# [WHAT YOU HAVE TO DO]
Copy every item below word for word, but leave the pictures out.

[Saved entries]

-.-.-

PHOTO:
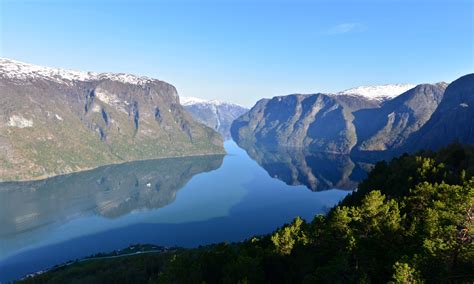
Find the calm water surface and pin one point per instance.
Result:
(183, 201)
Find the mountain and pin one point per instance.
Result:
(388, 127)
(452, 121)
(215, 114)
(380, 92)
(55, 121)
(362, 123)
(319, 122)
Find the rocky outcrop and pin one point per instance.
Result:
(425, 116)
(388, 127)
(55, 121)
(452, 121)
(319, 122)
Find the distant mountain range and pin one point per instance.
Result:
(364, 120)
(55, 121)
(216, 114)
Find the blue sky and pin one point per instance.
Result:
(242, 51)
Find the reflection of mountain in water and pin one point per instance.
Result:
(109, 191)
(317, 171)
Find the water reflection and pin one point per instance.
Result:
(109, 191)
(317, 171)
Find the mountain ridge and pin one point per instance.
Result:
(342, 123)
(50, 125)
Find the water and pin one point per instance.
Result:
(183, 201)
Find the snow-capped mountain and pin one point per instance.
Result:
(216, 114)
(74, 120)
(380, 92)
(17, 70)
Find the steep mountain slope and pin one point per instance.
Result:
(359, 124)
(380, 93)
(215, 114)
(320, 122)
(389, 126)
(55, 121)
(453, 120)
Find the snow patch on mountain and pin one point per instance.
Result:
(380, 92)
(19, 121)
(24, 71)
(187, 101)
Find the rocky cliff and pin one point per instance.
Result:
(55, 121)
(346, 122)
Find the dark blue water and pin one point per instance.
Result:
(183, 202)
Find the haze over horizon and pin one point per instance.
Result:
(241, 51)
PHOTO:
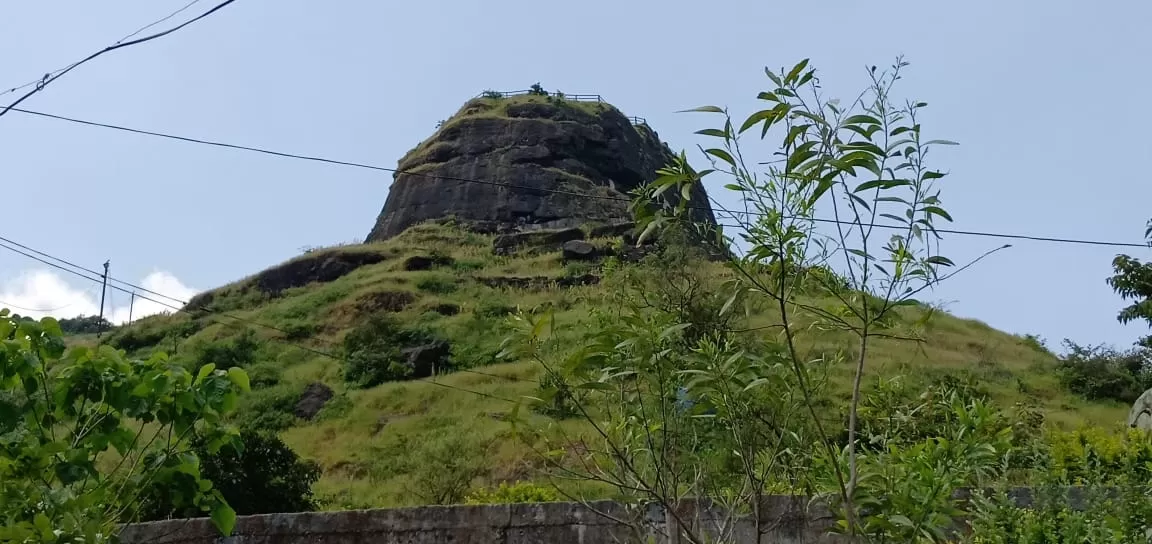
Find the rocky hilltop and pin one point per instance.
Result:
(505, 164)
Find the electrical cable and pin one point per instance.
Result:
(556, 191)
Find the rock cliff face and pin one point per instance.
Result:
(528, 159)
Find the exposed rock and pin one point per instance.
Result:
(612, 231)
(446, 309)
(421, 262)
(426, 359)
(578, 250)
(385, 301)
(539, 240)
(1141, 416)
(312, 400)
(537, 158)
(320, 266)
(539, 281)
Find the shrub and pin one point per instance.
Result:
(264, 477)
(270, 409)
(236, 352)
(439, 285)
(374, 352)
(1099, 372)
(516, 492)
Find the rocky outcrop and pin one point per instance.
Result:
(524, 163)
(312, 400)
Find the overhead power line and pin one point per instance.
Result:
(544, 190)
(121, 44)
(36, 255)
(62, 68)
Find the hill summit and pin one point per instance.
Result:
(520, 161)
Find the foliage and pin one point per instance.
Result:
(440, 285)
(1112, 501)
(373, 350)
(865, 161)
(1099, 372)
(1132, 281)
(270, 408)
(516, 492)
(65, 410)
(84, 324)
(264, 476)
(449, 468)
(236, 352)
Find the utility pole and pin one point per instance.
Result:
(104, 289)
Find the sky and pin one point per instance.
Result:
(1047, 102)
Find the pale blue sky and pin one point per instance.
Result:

-.-.-

# [EXERCISE ANSWER]
PHOTO:
Find the calm water surface and pin one point per instance.
Result:
(183, 201)
Find the mountain and pin one point per instance.
Result:
(388, 127)
(452, 121)
(215, 114)
(380, 92)
(55, 121)
(362, 123)
(319, 122)
Find the rocky outcrop and pin one point per instance.
Result:
(425, 116)
(388, 127)
(55, 121)
(452, 121)
(319, 122)
Find the distant mountain range and pin one point per instance.
Result:
(364, 120)
(55, 121)
(216, 114)
Find the blue sky and pin one point per instance.
Result:
(242, 51)
Find the reflection of mountain in water and pin one point per instance.
Result:
(109, 191)
(317, 171)
Find the water reflection and pin one point per instance.
Result:
(109, 191)
(317, 171)
Find the mountain ridge and pin one point per instance.
Result:
(342, 123)
(50, 125)
Find the water and pin one point per instance.
Result:
(183, 201)
Find the snow-capped mountain and pin one point per instance.
Result:
(216, 114)
(74, 120)
(380, 92)
(17, 70)
Find the steep mountain slope and pin one point per instance.
Result:
(359, 124)
(380, 93)
(215, 114)
(320, 122)
(389, 126)
(55, 121)
(453, 120)
Find the snow patch on mountain and pin one point per instance.
Result:
(380, 92)
(19, 121)
(24, 71)
(187, 101)
Find the rocky cliff and pin one point per instance.
Result:
(55, 121)
(346, 122)
Find the dark blue water and pin one point per instance.
Result:
(183, 202)
Find the haze over horizon and pin one point per instance.
Result:
(241, 51)
PHOTO:
Find the rocky hilltop and pin one point per instance.
Result:
(505, 164)
Find the electrical cable and pin one point per instance.
Result:
(556, 191)
Find the rock cliff face and pin one point per instance.
Result:
(528, 159)
Find the exposed rock and pin one point per instance.
Result:
(612, 231)
(446, 309)
(421, 262)
(426, 359)
(578, 250)
(385, 301)
(539, 240)
(1141, 416)
(312, 400)
(537, 158)
(320, 266)
(539, 281)
Find the shrub and pin one point per instance.
Result:
(264, 477)
(270, 409)
(236, 352)
(439, 285)
(374, 352)
(1099, 372)
(516, 492)
Find the rocky outcrop and pin one point per instance.
Result:
(524, 163)
(312, 400)
Find the overhead power line and pin one point per instance.
Result:
(544, 190)
(121, 44)
(36, 255)
(62, 68)
Find the hill summit and pin one point per instance.
Result:
(520, 161)
Find the foliage and pin one point per instance.
Result:
(440, 285)
(1112, 501)
(373, 350)
(865, 161)
(1099, 372)
(1132, 281)
(270, 408)
(516, 492)
(65, 410)
(84, 324)
(264, 476)
(449, 468)
(236, 352)
Find the utility pole and pin one point per instance.
Result:
(104, 289)
Find the sky and pin one point per instance.
Result:
(1047, 102)
Find the pale blue sky and pin one point per instance.
Result:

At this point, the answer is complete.